++++ Extrait de page ++++
L’aboutissement d’un processus dont le déclic capital est la modification du mode de succession par l’article 35 de la Constitution en décembre 1978. Un tour de passe-passe par lequel le Premier ministre succède au président de la République en terminant son mandat.
Senghor qui l’annonce à son successeur durant ses vacances de 1977 en Normandie, a déjà dans le viseur l’élection de 1978, pour un dernier magistère qui prend fin en 1983.
Il pense rendre les armes à mi-chemin, fin 1981
Le poète président ne jurerait pas la main sur une bible qu’Abdou Diouf pourrait se faire élire comme un grand pour lui succéder. Déjà, lorsqu’il s’agit de l’imposer à la tête de la coordination de l’Union progressiste sénégalaise, UPS, de Louga, il faut demander à Moustapha Cissé (parrain du tristement célèbre député Cissé Lô, « El Insultero ») de faire le ménage au point de dissoudre le conseil municipal que dirige Mansour Bouna Ndiaye…
Le longiligne Lougatois n’est pas le foudre de guerre, la bête politique capable de drainer les foules et embarquer les « barons » socialistes à sa suite. Les fortes têtes se voient mal, après le fascinant Senghor, accepter l’autorité d’un bien terne fonctionnaire : Amadou Cissé Dia, Alioune Badara Mbengue, Magatte Lô, Amadou Karim Gaye, Mady Cissokho, Lamine Diack.
++++ Données affichées ++++
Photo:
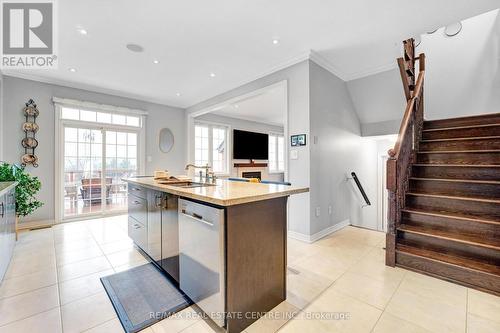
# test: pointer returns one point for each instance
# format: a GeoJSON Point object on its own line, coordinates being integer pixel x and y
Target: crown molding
{"type": "Point", "coordinates": [373, 71]}
{"type": "Point", "coordinates": [89, 87]}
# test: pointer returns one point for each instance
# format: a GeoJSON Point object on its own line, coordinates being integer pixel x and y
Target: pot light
{"type": "Point", "coordinates": [82, 31]}
{"type": "Point", "coordinates": [453, 29]}
{"type": "Point", "coordinates": [134, 47]}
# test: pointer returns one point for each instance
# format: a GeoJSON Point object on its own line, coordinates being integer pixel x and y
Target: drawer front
{"type": "Point", "coordinates": [138, 209]}
{"type": "Point", "coordinates": [138, 191]}
{"type": "Point", "coordinates": [138, 232]}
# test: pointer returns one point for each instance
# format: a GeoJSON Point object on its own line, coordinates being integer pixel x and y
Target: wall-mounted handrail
{"type": "Point", "coordinates": [360, 188]}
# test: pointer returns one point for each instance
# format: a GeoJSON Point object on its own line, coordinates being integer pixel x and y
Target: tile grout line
{"type": "Point", "coordinates": [328, 287]}
{"type": "Point", "coordinates": [389, 301]}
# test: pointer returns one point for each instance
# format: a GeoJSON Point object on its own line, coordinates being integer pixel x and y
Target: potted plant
{"type": "Point", "coordinates": [26, 189]}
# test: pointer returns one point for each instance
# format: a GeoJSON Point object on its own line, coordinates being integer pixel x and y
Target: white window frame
{"type": "Point", "coordinates": [60, 123]}
{"type": "Point", "coordinates": [212, 125]}
{"type": "Point", "coordinates": [278, 170]}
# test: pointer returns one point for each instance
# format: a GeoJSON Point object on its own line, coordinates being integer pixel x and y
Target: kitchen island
{"type": "Point", "coordinates": [223, 242]}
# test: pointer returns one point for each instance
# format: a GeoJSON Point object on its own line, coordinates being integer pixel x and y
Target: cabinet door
{"type": "Point", "coordinates": [155, 201]}
{"type": "Point", "coordinates": [170, 236]}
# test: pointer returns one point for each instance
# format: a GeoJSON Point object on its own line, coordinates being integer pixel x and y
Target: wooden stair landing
{"type": "Point", "coordinates": [450, 224]}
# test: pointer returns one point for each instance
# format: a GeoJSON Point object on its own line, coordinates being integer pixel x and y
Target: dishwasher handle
{"type": "Point", "coordinates": [196, 217]}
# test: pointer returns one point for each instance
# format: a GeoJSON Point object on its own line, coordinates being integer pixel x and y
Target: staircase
{"type": "Point", "coordinates": [444, 194]}
{"type": "Point", "coordinates": [450, 224]}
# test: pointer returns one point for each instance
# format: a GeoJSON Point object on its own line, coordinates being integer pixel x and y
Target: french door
{"type": "Point", "coordinates": [95, 159]}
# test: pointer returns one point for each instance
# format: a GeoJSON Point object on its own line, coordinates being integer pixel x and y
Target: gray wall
{"type": "Point", "coordinates": [297, 77]}
{"type": "Point", "coordinates": [20, 90]}
{"type": "Point", "coordinates": [245, 125]}
{"type": "Point", "coordinates": [461, 79]}
{"type": "Point", "coordinates": [1, 117]}
{"type": "Point", "coordinates": [335, 142]}
{"type": "Point", "coordinates": [378, 100]}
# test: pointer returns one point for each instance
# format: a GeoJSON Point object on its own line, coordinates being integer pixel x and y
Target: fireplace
{"type": "Point", "coordinates": [252, 174]}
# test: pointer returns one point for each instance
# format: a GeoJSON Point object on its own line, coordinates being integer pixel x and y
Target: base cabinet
{"type": "Point", "coordinates": [153, 226]}
{"type": "Point", "coordinates": [7, 229]}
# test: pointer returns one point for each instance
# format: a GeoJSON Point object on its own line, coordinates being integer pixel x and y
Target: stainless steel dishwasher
{"type": "Point", "coordinates": [201, 259]}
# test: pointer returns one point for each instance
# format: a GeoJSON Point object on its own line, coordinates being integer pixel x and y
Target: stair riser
{"type": "Point", "coordinates": [488, 231]}
{"type": "Point", "coordinates": [457, 145]}
{"type": "Point", "coordinates": [451, 172]}
{"type": "Point", "coordinates": [461, 133]}
{"type": "Point", "coordinates": [466, 121]}
{"type": "Point", "coordinates": [486, 255]}
{"type": "Point", "coordinates": [459, 158]}
{"type": "Point", "coordinates": [486, 210]}
{"type": "Point", "coordinates": [465, 189]}
{"type": "Point", "coordinates": [451, 273]}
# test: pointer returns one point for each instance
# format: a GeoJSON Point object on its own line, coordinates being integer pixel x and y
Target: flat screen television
{"type": "Point", "coordinates": [250, 145]}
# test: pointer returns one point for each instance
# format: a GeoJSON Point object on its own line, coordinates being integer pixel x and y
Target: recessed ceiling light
{"type": "Point", "coordinates": [453, 29]}
{"type": "Point", "coordinates": [82, 31]}
{"type": "Point", "coordinates": [135, 47]}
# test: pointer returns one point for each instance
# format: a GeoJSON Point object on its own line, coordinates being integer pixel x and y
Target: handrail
{"type": "Point", "coordinates": [404, 153]}
{"type": "Point", "coordinates": [394, 152]}
{"type": "Point", "coordinates": [361, 189]}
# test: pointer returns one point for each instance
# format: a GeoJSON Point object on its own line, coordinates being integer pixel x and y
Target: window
{"type": "Point", "coordinates": [276, 160]}
{"type": "Point", "coordinates": [210, 146]}
{"type": "Point", "coordinates": [100, 117]}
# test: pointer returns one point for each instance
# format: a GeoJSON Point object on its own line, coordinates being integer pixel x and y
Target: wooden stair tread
{"type": "Point", "coordinates": [497, 201]}
{"type": "Point", "coordinates": [441, 234]}
{"type": "Point", "coordinates": [450, 259]}
{"type": "Point", "coordinates": [450, 215]}
{"type": "Point", "coordinates": [459, 127]}
{"type": "Point", "coordinates": [455, 180]}
{"type": "Point", "coordinates": [463, 138]}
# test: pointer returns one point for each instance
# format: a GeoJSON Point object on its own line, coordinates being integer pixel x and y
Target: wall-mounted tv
{"type": "Point", "coordinates": [250, 145]}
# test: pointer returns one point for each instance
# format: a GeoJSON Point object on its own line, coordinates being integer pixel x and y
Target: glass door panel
{"type": "Point", "coordinates": [82, 171]}
{"type": "Point", "coordinates": [121, 162]}
{"type": "Point", "coordinates": [95, 161]}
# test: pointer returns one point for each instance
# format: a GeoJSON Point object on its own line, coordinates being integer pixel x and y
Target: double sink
++++
* Consignes *
- A) D'après l'extrait sur la succession de Senghor, quel article de la Constitution a modifié le mode de succession en décembre 1978 ?
- B) Poursuivez l'extrait sur la succession de Senghor à partir de sa dernière phrase.

* Résultats *
- A) L'article 35.

- B)
On y compte aussi Caroline Faye, rare îlot féministe dans un océan de machisme, Adrien Senghor, l’influent neveu et, surtout, Babacar Bâ, mythique ministre des Finances dont la popularité dans le bassin arachidier et les milieux d’affaires bat tous les records. On le pressent à un moment comme l’héritier de Senghor, son successeur. Il faut à Jean Collin, marionnettiste hors-pair, des trésors d’ingéniosité pour l’écarter de la course à la succession, avec le concours d’Abdoulaye Diack, Ahmed Khalifa Niasse et… Abdoulaye Wade !
Oui, vous lisez bien : Maître Abdoulaye Wade, Laye Ndiombor, le futur ex-Pape du « Sopi »… Le premier congrès du PDS ne se tient pas innocemment à Kaolack. Un vieux compte à régler : en 1971, Abdoulaye Wade rêve tout haut du ministère des Finances, en remplacement de… Jean Collin. Senghor lui préfère Babacar Bâ.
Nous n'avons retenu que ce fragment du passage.